Entries supplied:
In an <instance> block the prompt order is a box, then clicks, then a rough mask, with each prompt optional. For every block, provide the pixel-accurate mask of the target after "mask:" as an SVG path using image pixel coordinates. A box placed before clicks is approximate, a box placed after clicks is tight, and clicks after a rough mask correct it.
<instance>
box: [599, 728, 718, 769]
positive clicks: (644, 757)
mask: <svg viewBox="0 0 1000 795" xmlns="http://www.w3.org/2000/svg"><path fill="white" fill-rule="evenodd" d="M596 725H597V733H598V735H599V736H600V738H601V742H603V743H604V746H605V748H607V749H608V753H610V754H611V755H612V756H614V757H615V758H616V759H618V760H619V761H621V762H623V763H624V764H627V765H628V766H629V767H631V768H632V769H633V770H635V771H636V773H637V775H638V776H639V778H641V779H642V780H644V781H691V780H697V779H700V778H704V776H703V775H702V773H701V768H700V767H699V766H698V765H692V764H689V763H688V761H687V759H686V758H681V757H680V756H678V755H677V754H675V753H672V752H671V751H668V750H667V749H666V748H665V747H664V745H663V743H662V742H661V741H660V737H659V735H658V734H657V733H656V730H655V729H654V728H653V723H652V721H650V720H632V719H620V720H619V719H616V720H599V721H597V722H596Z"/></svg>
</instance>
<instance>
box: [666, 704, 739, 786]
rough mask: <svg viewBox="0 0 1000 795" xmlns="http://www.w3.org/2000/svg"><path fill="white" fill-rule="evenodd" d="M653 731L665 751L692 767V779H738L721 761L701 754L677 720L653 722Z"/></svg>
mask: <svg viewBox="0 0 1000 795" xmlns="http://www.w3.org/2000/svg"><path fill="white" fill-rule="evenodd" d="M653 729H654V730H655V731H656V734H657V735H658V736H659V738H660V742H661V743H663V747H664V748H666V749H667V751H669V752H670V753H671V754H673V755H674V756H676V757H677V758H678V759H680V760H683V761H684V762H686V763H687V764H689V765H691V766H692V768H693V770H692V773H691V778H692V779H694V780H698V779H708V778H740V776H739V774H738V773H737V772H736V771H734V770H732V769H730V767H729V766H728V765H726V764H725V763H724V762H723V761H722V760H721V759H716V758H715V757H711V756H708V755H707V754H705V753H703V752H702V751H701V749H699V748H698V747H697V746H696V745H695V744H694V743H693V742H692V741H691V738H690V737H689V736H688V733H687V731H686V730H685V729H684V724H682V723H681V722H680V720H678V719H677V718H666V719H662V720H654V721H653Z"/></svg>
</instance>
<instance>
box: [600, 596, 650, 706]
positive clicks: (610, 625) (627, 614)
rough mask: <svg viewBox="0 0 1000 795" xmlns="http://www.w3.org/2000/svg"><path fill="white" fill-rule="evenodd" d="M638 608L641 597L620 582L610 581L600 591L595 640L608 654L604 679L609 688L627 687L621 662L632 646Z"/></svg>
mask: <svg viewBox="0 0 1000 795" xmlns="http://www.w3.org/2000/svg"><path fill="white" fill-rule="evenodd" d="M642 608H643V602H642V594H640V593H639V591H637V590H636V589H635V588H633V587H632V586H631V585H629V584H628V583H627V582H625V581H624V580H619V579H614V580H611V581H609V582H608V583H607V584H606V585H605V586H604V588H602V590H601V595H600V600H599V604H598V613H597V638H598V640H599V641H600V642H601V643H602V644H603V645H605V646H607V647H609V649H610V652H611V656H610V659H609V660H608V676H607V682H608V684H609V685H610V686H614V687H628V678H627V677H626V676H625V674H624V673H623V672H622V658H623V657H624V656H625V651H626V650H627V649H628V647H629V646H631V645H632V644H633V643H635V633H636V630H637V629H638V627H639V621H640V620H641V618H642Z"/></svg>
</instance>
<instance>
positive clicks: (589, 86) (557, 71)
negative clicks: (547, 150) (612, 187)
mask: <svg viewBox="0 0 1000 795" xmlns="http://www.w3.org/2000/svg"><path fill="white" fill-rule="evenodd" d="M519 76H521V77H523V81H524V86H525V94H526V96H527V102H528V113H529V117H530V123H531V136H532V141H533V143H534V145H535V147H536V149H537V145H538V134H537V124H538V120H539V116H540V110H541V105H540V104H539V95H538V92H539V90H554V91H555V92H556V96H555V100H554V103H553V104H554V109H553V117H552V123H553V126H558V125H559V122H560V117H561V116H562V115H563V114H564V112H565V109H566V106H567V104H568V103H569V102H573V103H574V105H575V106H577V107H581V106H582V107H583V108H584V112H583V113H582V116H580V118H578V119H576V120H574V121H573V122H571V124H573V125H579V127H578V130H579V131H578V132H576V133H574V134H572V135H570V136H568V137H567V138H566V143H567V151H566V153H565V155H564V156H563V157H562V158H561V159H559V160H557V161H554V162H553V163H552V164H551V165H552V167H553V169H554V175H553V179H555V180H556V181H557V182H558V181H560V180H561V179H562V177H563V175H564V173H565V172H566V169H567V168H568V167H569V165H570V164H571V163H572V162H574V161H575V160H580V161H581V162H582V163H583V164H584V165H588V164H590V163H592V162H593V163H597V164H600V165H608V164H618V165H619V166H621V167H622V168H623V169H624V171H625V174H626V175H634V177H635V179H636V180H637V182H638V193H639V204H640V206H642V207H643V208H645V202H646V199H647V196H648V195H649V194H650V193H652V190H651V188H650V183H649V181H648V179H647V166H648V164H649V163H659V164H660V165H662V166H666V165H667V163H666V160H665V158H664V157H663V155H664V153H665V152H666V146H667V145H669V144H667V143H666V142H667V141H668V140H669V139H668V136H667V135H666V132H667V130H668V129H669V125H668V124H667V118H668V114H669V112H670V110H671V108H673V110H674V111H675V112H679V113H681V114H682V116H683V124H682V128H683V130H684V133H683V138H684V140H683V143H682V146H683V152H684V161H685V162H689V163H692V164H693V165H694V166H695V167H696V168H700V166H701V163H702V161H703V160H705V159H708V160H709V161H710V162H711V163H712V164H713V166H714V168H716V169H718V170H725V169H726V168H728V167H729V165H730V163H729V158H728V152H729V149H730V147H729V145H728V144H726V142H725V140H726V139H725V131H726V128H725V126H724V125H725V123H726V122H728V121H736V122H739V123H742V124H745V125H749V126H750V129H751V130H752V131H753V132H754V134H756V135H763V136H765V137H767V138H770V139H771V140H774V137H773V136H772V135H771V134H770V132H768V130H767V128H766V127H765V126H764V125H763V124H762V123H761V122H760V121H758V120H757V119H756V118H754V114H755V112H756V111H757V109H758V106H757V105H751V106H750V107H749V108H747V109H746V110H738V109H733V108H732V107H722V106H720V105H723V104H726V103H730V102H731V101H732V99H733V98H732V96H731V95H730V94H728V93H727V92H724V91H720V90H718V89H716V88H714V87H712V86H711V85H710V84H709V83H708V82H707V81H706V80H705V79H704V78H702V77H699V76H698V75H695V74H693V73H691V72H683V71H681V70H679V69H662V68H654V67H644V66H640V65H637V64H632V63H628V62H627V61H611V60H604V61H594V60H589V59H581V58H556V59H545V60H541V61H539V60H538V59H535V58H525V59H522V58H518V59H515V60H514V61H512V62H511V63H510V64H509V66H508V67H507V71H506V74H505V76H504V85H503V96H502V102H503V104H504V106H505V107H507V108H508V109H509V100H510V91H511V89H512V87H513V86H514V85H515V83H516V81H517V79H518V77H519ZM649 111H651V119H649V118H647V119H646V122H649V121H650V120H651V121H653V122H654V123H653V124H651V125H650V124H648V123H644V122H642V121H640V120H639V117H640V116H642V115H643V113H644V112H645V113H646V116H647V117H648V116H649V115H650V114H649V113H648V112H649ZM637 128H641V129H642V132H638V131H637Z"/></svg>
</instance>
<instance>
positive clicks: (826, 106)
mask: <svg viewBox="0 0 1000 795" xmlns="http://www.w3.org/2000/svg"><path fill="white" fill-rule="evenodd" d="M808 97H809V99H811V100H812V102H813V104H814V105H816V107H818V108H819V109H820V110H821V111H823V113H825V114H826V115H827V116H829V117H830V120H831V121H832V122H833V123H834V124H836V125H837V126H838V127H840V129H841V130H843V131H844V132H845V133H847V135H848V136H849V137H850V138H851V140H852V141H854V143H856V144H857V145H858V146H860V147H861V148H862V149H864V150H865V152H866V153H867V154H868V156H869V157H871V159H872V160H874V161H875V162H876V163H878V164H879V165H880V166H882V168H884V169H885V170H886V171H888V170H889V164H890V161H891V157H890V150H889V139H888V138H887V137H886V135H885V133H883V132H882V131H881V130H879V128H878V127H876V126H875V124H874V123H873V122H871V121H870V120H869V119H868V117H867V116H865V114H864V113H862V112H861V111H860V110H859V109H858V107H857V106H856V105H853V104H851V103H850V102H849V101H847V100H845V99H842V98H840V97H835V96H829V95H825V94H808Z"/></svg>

Assigned task: Please find every line in the items that contains the word "positive" and copy each of those lines. Case counts.

Answer section:
positive clicks: (644, 757)
positive clicks: (610, 625) (627, 614)
positive clicks: (589, 86) (557, 71)
positive clicks: (826, 106)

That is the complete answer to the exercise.